◆ **Text passage**

────

BHP became so disillusioned with nickel that it tried several times to sell the business but couldn’t attract a single bid because of a $1 billion environmental clean-up required around old mines and processing plants.
Everything changed with the advent of long-life, rechargeable, lithium-ion batteries that have a nickel rich cathode with sulphide nickel ore producing the best quality material for battery makers.
New nickel fortunes
In what must have been a “lightbulb moment” for senior BHP management an unwanted, unloved, rundown, rusty and scrapheap destined nickel operation in WA was suddenly elevated to the coveted status of “future facing” business because of its key role in battery technology.
Rather than quitting nickel, BHP is digging deeper with mine and processing expansions underway in WA and a plan unveiled to enter the Canadian nickel sulphide business through the proposed takeover of Noront – in which Forrest already has a 15% stake.

────

◆ **Source information**
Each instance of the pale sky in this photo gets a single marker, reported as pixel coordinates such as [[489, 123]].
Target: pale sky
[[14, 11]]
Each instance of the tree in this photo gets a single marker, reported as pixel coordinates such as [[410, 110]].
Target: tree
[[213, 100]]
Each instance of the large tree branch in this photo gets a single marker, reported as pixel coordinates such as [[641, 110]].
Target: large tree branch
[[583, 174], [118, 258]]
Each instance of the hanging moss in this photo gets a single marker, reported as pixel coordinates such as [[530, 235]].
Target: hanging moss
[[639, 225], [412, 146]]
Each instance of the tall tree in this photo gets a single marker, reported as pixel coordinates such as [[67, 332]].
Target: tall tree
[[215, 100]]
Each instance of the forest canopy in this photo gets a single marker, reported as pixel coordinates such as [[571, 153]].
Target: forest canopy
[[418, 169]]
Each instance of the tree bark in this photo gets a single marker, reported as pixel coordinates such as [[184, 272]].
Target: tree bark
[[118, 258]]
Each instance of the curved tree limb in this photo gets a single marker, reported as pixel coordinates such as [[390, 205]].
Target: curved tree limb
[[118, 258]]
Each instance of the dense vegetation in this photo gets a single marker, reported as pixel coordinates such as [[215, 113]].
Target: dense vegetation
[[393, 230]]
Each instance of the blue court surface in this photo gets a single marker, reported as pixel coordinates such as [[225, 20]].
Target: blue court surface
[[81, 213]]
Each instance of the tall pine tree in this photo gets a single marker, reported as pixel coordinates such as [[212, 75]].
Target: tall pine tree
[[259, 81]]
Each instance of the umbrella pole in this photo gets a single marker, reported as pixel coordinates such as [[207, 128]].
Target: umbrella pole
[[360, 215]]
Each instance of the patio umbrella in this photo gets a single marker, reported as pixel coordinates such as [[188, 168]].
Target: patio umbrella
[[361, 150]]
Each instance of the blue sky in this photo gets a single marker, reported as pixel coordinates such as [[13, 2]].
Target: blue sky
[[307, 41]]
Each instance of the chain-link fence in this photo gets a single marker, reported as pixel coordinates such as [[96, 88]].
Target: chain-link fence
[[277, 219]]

────

◆ **Work item**
Continue the passage on BHP's nickel business from its last sentence.

◆ **Response to the exercise**
In time, and perhaps quite soon, nickel will become a two-stage metal with a pricing difference developing between NPI material, which will predominantly be used by Chinese steel makers, and sulphide nickel which will be used by European and US battery makers.
Macquarie Bank is its latest look at nickel highlighted the differences developing when it pointed out that NPI, for the first time, was accounting for more than 50% of nickel production, up from 15% a decade ago.
Another first noted by Macquarie is that Chinese nickel producers now fill the top three positions on the industry league table, though largely because of outages at traditional nickel sulphide operations such as flooding in a big Russian mine (Norilsk) and a strike in the Canadian nickel capital of Sudbury.
Price continues upwards
Supply and demand factors, as mentioned earlier, are the keys to the nickel price edging closer to a 10-year high of more than US$20,000/t, which is one reason to keep an eye on the Australian nickel sector.
But the more important reason is that the quality question will become more important as battery makers seek low-carbon sources of material and that means buying nickel from Australia, Canada, Russia and Brazil.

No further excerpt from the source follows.